Text excerpt:
============
5
votes

I want to determine the probability that a data point belongs to a population of data. I read that sklearn GMM can do this. I tried the following....

import numpy as np
from sklearn.mixture import GMM

training_data = np.hstack((
    np.random.normal(500, 100, 2000).reshape(-1, 1),
    np.random.normal(500, 100, 2000).reshape(-1, 1),
))

# train the classifier and get max score
g = GMM(n_components=1)
g.fit(training_data)
scores = g.score(training_data)
max_score = np.amax(scores)

# create a candidate data point and calculate the probability
# it belongs to the training population
candidate_data = np.array([[490, 450]])
candidate_score = g.score(candidate_data)

From this point on I'm not sure what to do. I was reading that I have to normalize the log probability in order to get the probability of a candidate data point belonging to a population. Would that be something like this...
============
Dataset section:
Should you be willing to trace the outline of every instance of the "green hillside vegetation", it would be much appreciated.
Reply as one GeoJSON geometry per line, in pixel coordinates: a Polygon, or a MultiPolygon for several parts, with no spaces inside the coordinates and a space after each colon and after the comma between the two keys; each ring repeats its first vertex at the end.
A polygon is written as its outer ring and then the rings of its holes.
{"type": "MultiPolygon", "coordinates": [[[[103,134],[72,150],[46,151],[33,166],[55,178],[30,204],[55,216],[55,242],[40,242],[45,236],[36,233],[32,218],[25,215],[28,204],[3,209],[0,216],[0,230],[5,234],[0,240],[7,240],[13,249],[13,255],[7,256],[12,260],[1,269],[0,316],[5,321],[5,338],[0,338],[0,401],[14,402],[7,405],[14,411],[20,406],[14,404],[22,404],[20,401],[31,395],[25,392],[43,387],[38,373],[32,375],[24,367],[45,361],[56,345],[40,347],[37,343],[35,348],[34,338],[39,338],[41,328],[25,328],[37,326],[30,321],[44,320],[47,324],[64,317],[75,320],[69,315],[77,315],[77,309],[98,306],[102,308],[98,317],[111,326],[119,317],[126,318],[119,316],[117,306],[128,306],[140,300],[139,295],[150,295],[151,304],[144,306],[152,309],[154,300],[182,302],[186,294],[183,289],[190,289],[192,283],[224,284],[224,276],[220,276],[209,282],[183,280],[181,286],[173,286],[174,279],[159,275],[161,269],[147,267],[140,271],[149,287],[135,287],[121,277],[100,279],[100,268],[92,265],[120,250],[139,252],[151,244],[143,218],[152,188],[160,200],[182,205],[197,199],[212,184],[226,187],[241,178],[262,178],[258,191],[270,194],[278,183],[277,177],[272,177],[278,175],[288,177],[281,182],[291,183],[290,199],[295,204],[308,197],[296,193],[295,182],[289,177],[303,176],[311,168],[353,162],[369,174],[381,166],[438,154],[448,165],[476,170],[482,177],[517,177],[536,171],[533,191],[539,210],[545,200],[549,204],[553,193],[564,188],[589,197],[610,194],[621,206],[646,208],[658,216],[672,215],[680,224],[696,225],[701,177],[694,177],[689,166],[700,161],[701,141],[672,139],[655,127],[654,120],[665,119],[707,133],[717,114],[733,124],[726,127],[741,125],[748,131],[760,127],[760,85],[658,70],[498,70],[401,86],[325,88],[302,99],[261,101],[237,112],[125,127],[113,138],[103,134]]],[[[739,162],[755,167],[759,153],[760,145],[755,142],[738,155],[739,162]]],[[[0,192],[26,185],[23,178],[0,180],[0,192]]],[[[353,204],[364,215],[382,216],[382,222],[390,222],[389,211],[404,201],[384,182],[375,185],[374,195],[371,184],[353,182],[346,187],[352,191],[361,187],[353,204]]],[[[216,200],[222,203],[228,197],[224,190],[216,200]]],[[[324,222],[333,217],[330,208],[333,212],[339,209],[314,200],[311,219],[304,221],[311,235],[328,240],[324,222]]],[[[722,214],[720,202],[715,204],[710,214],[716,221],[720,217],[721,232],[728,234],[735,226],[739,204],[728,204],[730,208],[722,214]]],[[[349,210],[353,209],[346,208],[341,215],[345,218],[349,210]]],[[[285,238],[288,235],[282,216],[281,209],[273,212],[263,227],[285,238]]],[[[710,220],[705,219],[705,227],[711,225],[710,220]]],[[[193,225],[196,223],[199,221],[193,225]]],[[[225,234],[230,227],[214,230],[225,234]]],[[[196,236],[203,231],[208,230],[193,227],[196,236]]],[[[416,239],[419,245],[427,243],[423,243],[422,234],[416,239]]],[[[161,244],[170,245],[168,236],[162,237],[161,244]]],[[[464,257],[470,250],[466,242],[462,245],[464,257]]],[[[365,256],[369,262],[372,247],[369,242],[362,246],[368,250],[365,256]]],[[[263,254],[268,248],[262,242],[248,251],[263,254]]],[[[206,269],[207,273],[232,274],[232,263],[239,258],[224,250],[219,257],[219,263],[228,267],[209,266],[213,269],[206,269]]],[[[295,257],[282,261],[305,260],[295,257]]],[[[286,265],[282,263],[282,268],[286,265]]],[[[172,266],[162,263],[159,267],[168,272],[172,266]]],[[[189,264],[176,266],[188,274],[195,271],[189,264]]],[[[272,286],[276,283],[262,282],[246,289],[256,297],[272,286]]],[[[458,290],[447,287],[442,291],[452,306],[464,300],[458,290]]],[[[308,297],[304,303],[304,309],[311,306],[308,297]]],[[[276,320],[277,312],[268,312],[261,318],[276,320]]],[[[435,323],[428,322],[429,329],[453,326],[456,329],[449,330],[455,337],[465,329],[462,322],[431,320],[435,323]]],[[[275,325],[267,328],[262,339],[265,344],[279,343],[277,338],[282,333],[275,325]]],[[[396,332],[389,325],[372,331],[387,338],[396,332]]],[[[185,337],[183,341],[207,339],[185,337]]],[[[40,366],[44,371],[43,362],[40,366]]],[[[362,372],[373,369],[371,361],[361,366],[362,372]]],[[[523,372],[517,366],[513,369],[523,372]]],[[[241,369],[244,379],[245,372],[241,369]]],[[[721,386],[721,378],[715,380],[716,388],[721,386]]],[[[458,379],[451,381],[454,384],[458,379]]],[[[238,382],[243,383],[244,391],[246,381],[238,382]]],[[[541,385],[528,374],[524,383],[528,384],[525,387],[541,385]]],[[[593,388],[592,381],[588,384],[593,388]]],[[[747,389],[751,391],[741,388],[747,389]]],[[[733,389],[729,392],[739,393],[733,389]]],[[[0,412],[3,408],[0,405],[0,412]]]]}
============
What the task requires: Please reproduce everything in the sklearn GMM question above from "I want to determine" down to "g.fit(training_data)", word for word.

Exercise response:
I want to determine the probability that a data point belongs to a population of data. I read that sklearn GMM can do this. I tried the following....

import numpy as np
from sklearn.mixture import GMM

training_data = np.hstack((
    np.random.normal(500, 100, 2000).reshape(-1, 1),
    np.random.normal(500, 100, 2000).reshape(-1, 1),
))

# train the classifier and get max score
g = GMM(n_components=1)
g.fit(training_data)